§ **Письменные задания**
a) Согласуются ли с текстом о Франклине следующие утверждения: (i) Ральф стал учителем в сельской школе в Беркшире; (ii) свой трактат Франклин написал в конце 1725 года; (iii) Франклин считал, что Волластон прав во всем? На каждое ответьте «да» или «нет» и дословно приведите слова текста, которые это решают.
b) Перепишите без изменений фрагмент текста о Франклине, начиная со слов «Эта дружба развалилась, что» и заканчивая словами «Autobiography 55–58.».

Эта дружба развалилась, что вполне закономерно, из-за женщины. Ральф влюбился в милую, но бедную молоденькую модистку, после чего у него наконец возник стимул найти работу. Он устроился учителем в сельскую школу в Беркшире. Ральф часто писал Франклину, отсылая отдельные части плохой эпической поэмы вместе с просьбами, чтобы друг приглядывал за его девушкой. Тот справлялся даже слишком хорошо. Он давал ей деньги, скрашивал ее одиночество, а затем («не будучи в это время скованным никакими религиозными узами») попытался соблазнить. Ральф вернулся в ярости, разорвал дружеские отношения и объявил, что этот проступок освобождает его от уплаты долгов, которые на самом деле составляли почти двадцать семь фунтов{57}57
Autobiography 55–58.
[Закрыть].
Позже Франклин пришел к выводу, что потеря денег компенсировалась избавлением от ноши, которую он влачил. Вырисовывается определенная закономерность. Франклин с легкостью общался с гениальными людьми и заводил приятелей, интеллектуальных партнеров, полезных покровителей, кокетливых почитателей. Но опыт Коллинса и Ральфа показал, насколько хуже давалось ему умение поддерживать длительную связь, подразумевавшую личное участие и эмоциональные вложения (даже в собственной семье).
Кальвинизм и деизм
Работая у Палмерса, Франклин помог напечатать тираж «Религия природы» Уильяма Волластона. Это трактат эпохи Просвещения, в котором отстаивалось мнение, что религию нужно рассматривать через призму науки и окружающей среды, а не через призму Божественного откровения. Из-за своей юности и недостатка образования Франклин с пылу с жару решил, будто Волластон в общем прав, хотя ошибался в некоторых частностях. Поэтому он изложил свои собственные размышления на тему в сочинении, написанном в начале 1725 года, назвав его «Трактат о свободе и необходимости, удовольствии и страдании».
Здесь Франклин связал теологические предпосылки с логическими аргументами и в результате сам порядочно запутался во всем этом. Вот пример: Бог «всемудр, всеблаг, всемогущ», – постулировал он. Таким образом, все, что существует и происходит, существует и происходит с Его согласия. «То, на что Он дает согласие, должно быть добром, потому что Он – это добро; таким образом, зла не существует».

§ **Предоставленные данные**
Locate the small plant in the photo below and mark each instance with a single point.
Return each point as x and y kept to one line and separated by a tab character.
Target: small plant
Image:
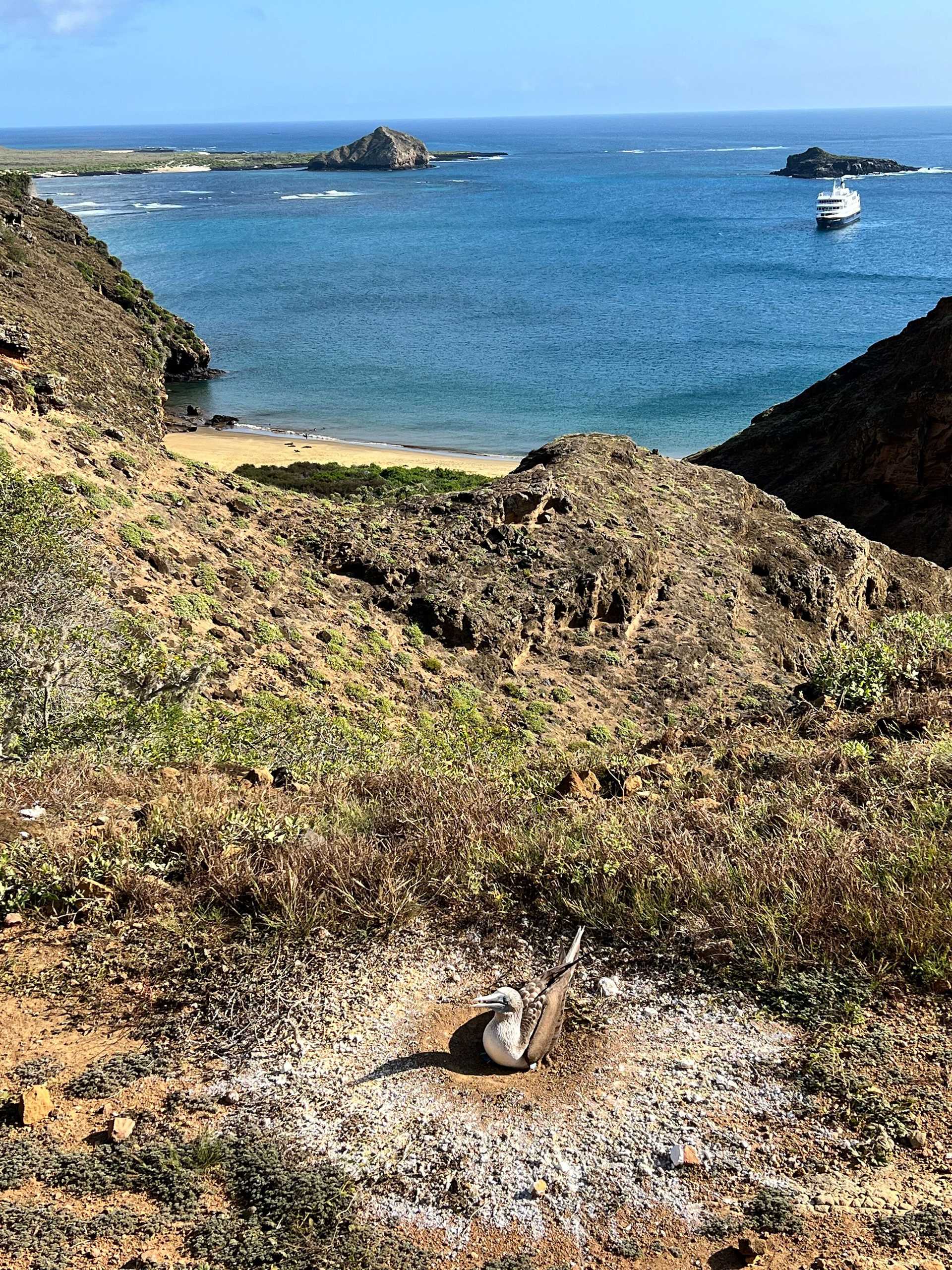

§ **Результаты выполнения**
a)
(i) Да: «Он устроился учителем в сельскую школу в Беркшире».
(ii) Нет: «в сочинении, написанном в начале 1725 года».
(iii) Нет: «Волластон в общем прав, хотя ошибался в некоторых частностях».

b)
Эта дружба развалилась, что вполне закономерно, из-за женщины. Ральф влюбился в милую, но бедную молоденькую модистку, после чего у него наконец возник стимул найти работу. Он устроился учителем в сельскую школу в Беркшире. Ральф часто писал Франклину, отсылая отдельные части плохой эпической поэмы вместе с просьбами, чтобы друг приглядывал за его девушкой. Тот справлялся даже слишком хорошо. Он давал ей деньги, скрашивал ее одиночество, а затем («не будучи в это время скованным никакими религиозными узами») попытался соблазнить. Ральф вернулся в ярости, разорвал дружеские отношения и объявил, что этот проступок освобождает его от уплаты долгов, которые на самом деле составляли почти двадцать семь фунтов{57}57
Autobiography 55–58.